▶ _ТЕКСТОВЫЙ ФРАГМЕНТ_:
▽

На следующий день попутный ветер стал настолько сильным, что скорость его превышала скорость машин. Мы начали задыхаться от зноя и пыли, вода в радиаторах кипела через каждые пять минут. Особенно скверно было перед Цаган-Дэрисуни-Хуралом, где дорогу размыло множество сухих русел и машины шли медленно, вздымая клубы пыли, похожей на золу.
Совершенно одуревшие, в половине третьего мы дотащились, наконец, до станка, где имелась прохладная юрта и в ней чай (о, блаженство!). Шоферы так устали, что следовало бы устроить здесь ночлег. Однако, превозмогая утомление, они согласились ехать до Далан-Дзадагада, где было решено сделать полдневный отдых. У Петрунина в довершение всех бед разболелись зубы. В 7 часов вечера, когда немного спала дневная жара, мы двинулись на Далан-Дзадагад, до которого оставалось 120 километров, но, правда, уже по сносной дороге. В половине двенадцатого ночи перед нами замелькали приветливые огоньки аймачного центра. Спали все, как убитые, одиннадцать часов.
В Далан-Дзадагаде машины догрузили коллекциями. Особенно много пришлось повозиться с баин-дзаковским монолитом, в котором был заключен панцирный динозавр. Монолит весил не менее трех тонн. В среднем на каждую машину приходилось около четырех тонн коллекций, и шоферы потихоньку ворчали, но коллекций было много и их надо было спешно вывозить. Выехали вечером, когда стала спадать дневная жара. Ветер тянул попутный. Все же до наступления темноты мы сделали около сотни километров.
Мне не хотелось ставить койку, и я улегся спать на ящик под самым потолком кузова. Ночью подул очень сильный ветер, и мне приснилось, что он, подхватив меня, с размаху ударил головой о мачту в палатке. Я проснулся от сильной боли в голове, так как в самом деле крепко стукнулся об один из металлических брусьев, на которых крепилась фанерчатая обшивка кузова. Уснув снова, я увидел, будто еду на "Козле" в маршрут и машина по наклонной плоскости попала вдруг в пещеру столь узкую, что из нее невозможно было никуда вылезти. Я начал задыхаться… и проснулся – голова моя была закрыта ватником, и мне действительно стало трудно дышать. Вероятно, дневная жара и сильное утомление порождали такие кошмарные сны.
Мы старались ехать в утренние и вечерние часы, устраивая длительные дневные привалы и кое-как спасаясь от жары в небольшой тени машины. Все же ехать было тяжело и для людей, и для машин.

△

▶ _Записи_:
▽

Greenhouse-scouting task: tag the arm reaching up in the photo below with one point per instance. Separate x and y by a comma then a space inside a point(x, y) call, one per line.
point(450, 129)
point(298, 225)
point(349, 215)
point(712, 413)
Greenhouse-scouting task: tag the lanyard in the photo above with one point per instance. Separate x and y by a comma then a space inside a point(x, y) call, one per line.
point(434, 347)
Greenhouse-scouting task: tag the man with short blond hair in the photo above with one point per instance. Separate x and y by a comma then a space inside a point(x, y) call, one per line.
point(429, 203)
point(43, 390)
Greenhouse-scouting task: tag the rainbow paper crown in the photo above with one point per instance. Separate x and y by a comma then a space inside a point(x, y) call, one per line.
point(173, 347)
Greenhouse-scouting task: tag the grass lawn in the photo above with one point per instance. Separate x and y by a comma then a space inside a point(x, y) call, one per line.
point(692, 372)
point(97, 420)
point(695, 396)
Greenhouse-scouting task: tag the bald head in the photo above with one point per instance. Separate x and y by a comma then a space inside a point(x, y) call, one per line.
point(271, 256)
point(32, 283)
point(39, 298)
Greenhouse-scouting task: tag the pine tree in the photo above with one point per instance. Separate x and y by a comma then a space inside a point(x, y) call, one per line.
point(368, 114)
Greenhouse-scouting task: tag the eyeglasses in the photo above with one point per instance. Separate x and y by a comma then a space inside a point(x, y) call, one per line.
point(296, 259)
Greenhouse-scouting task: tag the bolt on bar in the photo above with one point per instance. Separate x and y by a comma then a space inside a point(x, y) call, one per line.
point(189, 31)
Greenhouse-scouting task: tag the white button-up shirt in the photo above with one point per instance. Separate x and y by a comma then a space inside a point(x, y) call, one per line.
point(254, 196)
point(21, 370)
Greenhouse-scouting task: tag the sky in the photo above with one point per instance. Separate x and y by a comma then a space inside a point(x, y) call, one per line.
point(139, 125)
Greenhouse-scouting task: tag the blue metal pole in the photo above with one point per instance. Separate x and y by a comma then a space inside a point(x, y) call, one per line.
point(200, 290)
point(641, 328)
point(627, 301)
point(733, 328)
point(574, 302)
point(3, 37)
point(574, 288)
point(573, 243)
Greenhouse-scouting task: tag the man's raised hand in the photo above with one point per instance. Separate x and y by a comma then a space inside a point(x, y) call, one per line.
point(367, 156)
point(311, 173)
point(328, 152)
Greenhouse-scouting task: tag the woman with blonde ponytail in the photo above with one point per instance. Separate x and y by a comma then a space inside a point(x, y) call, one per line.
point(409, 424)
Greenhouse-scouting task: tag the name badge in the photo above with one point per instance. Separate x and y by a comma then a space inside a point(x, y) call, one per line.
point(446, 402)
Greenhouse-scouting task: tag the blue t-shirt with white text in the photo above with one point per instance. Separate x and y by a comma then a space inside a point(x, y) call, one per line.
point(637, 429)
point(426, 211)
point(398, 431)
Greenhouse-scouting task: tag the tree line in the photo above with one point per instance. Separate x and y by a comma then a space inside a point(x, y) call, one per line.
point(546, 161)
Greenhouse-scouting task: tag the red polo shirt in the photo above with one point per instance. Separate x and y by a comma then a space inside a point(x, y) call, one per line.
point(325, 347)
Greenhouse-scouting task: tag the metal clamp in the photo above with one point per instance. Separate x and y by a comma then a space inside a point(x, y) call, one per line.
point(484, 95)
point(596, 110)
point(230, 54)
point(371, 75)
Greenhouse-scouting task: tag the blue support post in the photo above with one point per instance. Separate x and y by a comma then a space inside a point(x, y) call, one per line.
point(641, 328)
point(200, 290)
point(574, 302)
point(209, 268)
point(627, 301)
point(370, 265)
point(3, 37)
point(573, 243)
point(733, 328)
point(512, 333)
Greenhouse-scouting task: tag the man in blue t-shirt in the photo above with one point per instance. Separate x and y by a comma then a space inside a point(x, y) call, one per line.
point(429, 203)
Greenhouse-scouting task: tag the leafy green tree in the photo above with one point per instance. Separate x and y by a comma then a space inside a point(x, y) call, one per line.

△

▶ _СПИСОК ЗАДАНИЙ_:
**A.** Сколько, согласно рассказу о переезде экспедиции, весил монолит с панцирным динозавром?
**B.** Допишите, пожалуйста, рассказ о переезде экспедиции, начав сразу после его последней фразы.

▶ _ОТВЕТЫ ПО ПОРЯДКУ_:
**A.** Не менее трех тонн.

**B.**
Когда подъезжали к Мандал-Гоби – центру Средне-Гобийского аймака, ветер неожиданно переменился с попутного на встречный, потянув с севера. Сразу стало прохладно. И если десять минут назад мы задыхались от жары в кабинах, несмотря на наше минимальное одеяние – трусики, то теперь пришлось не только одеться, но и поднять стекла в кабинах. Через какой-нибудь час стало нестерпимо холодно даже в ватниках.
Такое резкое падение температуры – не редкий случай в Гоби – отмечено многими путешественниками. Приблизительно с конца марта и до конца октября стоит в общем почти одинаковая погода – жарко днем и холодно ночью. Днем не знаешь, куда деваться от жары, ночью холодно без ватника. В отдельные же дни, даже и в середине лета, температура падает до нуля. Быстрые колебания температуры – одно из типичных свойств резко континентального климата Гоби, лишний раз подчеркивающее суровость этой пустыни.
В Улан-Баторе мы прожили около недели, пополнив запасы горючего и продовольствия. От Юрия Александровича Орлова пришла из Москвы телеграмма, что он вылетает 14 июня, но я уже не имел возможности ждать и за два дня до его приезда выехал обратно в Нэмэгэту, оставив в Улан-Баторе "Кулана", который не успел отремонтироваться – у него поломался один из продольных брусьев и оказался еще ряд других повреждений. Я рассчитывал, что он выйдет через четыре дня вслед за нами. За это время должен был приехать Орлов.
Проехав Ноян-Сомон, мы оставили у первого колодца загруженного до отказа бензином "Волка" с его водителем Вылежаниным и переводчиком Намнандоржем, что бы не гнать машину лишний раз через пески Нэмэгэту. Здесь они должны были дождаться нашего возвращения из Нэмэгэту для совместного участия в западном маршруте. Таким образом, вся колонна распалась, и в Нэмэгэту пошел один "Дракон".
Как правило, на дальние расстояния или в труднопроходимую местность посылали не менее чем по две машины, и лишь впоследствии, когда накаталась дорога по Нэмэгэтинской котловине, машины иногда курсировали в одиночку, покрывая за четыре дня расстояние между Нэмэгэту и Улан-Батором.
Выехав в Нэмэгэтинскую котловину, мы с Безбородовым решили спрямить наш путь, взяв направление на хорошо знакомые нэмэгэтинские обрывы. Но, как известно, опрометчивость редко приводит к хорошим результатам. Так именно и получилось теперь: путь мы сократили, но пересекли множество промоин и лощин и в результате потеряли часа три.
В Нэмэгэту нас ждали с нетерпением, тем более что мы везли корреспонденцию, и почти всем были письма от родных и знакомых, которые особенно приятно получать в такой дали, за тысячи километров.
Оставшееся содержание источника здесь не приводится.